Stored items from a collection
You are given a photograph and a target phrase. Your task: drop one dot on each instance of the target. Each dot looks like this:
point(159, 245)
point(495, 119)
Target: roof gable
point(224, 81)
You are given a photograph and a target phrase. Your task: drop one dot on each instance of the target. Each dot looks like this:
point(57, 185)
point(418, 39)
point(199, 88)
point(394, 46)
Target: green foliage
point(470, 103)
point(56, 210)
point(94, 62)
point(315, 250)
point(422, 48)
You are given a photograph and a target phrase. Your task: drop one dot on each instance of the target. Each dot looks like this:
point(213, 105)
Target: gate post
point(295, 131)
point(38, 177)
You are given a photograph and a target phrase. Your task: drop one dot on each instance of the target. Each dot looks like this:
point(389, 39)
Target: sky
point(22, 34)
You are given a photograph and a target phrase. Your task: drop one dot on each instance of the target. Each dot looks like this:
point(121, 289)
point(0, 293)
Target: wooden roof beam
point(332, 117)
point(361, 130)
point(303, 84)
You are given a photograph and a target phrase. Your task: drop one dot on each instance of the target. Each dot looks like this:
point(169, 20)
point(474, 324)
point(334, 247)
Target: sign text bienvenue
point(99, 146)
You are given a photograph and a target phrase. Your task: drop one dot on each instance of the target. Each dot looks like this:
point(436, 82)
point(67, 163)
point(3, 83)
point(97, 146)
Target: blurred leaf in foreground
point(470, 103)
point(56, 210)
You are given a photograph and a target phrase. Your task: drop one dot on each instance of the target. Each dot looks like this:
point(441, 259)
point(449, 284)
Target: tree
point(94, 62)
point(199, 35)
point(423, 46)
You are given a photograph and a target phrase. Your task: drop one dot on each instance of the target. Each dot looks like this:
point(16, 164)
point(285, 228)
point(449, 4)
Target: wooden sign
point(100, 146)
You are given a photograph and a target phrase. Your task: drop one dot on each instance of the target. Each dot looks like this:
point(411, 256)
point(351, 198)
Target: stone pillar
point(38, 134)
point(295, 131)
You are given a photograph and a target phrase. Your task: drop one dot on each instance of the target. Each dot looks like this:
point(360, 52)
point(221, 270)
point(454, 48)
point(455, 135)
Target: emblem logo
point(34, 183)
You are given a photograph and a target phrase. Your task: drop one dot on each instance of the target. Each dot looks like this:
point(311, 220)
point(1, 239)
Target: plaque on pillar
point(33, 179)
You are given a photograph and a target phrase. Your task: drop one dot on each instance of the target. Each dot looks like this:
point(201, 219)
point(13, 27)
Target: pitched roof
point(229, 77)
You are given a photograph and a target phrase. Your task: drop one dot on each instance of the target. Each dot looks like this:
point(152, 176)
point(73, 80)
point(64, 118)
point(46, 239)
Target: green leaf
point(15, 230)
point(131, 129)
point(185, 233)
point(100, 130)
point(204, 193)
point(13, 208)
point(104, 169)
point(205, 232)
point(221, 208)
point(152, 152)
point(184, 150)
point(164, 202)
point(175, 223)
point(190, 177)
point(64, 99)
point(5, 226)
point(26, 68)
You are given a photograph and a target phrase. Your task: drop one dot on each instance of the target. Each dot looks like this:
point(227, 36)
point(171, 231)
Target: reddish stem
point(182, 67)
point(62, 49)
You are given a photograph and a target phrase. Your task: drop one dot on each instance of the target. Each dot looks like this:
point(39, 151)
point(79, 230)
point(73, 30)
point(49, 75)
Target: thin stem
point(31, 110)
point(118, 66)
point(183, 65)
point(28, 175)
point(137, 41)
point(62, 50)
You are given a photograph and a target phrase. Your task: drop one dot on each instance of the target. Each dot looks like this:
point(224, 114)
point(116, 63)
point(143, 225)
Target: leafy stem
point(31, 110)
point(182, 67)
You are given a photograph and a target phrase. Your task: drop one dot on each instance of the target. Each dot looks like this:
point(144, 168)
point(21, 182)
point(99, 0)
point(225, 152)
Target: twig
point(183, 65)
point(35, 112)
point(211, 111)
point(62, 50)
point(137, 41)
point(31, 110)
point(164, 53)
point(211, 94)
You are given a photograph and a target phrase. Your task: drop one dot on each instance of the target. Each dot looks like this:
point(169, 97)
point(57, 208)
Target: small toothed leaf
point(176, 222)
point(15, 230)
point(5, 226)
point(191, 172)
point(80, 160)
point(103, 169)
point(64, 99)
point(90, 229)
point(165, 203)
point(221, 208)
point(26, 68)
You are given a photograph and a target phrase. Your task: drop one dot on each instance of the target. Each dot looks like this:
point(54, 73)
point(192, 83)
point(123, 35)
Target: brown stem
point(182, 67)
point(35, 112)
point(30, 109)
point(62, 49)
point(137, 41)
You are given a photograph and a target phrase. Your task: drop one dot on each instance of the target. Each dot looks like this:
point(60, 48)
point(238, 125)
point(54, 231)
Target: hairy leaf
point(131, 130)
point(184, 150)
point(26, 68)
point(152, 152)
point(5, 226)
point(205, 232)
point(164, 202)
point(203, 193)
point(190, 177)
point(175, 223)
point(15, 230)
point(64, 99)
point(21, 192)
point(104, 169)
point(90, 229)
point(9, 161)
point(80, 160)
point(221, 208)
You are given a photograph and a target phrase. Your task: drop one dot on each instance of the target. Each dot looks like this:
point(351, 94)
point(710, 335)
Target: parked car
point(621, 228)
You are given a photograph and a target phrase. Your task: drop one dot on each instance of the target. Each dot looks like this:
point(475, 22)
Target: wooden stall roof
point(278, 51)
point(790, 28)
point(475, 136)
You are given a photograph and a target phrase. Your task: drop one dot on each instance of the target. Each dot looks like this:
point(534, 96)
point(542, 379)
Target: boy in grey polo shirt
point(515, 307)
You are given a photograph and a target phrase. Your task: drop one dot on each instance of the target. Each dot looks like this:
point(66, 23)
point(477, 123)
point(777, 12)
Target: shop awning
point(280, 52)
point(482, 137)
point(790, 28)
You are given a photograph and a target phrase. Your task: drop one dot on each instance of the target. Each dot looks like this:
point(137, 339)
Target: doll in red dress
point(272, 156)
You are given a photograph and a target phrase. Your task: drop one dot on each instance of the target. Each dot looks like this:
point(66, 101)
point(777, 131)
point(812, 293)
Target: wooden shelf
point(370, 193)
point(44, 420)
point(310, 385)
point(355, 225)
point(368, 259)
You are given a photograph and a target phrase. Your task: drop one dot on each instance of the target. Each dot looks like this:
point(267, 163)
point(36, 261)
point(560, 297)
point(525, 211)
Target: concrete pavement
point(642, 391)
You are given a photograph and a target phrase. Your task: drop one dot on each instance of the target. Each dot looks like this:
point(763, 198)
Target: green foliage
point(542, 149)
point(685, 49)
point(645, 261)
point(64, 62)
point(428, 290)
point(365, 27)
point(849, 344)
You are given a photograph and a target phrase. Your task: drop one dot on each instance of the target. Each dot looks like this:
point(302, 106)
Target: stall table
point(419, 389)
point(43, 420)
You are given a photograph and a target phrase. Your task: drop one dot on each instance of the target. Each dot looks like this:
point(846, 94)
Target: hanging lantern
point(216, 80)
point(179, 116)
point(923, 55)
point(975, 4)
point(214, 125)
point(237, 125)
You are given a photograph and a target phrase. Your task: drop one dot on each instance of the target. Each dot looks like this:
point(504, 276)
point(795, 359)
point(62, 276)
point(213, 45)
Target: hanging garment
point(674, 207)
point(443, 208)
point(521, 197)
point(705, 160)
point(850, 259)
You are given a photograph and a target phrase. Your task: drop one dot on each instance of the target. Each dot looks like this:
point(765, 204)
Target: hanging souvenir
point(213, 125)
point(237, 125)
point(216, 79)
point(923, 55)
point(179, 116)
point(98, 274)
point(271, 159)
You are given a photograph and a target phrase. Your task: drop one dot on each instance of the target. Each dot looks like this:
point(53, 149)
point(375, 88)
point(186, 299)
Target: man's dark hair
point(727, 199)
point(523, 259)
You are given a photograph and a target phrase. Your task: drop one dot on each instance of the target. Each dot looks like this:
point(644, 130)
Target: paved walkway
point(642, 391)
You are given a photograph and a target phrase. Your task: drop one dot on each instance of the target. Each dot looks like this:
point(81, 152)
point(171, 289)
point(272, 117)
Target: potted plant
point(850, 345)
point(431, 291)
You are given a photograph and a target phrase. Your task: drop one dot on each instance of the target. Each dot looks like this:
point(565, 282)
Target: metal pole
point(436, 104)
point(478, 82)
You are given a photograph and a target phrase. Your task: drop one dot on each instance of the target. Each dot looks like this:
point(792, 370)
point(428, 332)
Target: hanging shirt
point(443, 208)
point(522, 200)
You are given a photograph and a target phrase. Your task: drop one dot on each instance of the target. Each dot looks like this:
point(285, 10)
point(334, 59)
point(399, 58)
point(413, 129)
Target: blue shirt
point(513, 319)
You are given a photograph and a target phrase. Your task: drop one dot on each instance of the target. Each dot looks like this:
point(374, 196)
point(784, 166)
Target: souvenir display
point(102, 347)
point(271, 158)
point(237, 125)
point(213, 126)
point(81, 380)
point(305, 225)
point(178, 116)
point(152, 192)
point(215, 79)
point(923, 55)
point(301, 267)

§ **What is expected**
Recast the lines of the items, starting with the very first line and going on through the line that contains "point(22, 34)", as a Markdown table with two columns: Row for the number and Line for the line itself. Leave out any blank lines.

§ **Task output**
| Row | Line |
|---|---|
| 1 | You are given a photograph and a target phrase. Your task: drop one dot on each instance of the target. Each dot looks like this: |
| 2 | point(159, 245) |
| 3 | point(495, 119) |
| 4 | Target: roof gable |
| 5 | point(224, 81) |
| 6 | You are given a photograph and a target phrase. Your task: drop one dot on each instance of the target. Each dot looks like this: |
| 7 | point(57, 185) |
| 8 | point(418, 39) |
| 9 | point(199, 88) |
| 10 | point(394, 46) |
| 11 | Target: green foliage |
| 12 | point(470, 103) |
| 13 | point(56, 210) |
| 14 | point(94, 62) |
| 15 | point(315, 250) |
| 16 | point(422, 48) |
| 17 | You are given a photograph and a target phrase. Your task: drop one dot on each instance of the target. Each dot looks like this: |
| 18 | point(213, 105) |
| 19 | Target: gate post |
| 20 | point(295, 131) |
| 21 | point(38, 177) |
| 22 | You are given a photograph and a target phrase. Your task: drop one dot on each instance of the target. Each dot looks like this: |
| 23 | point(389, 39) |
| 24 | Target: sky |
| 25 | point(22, 34) |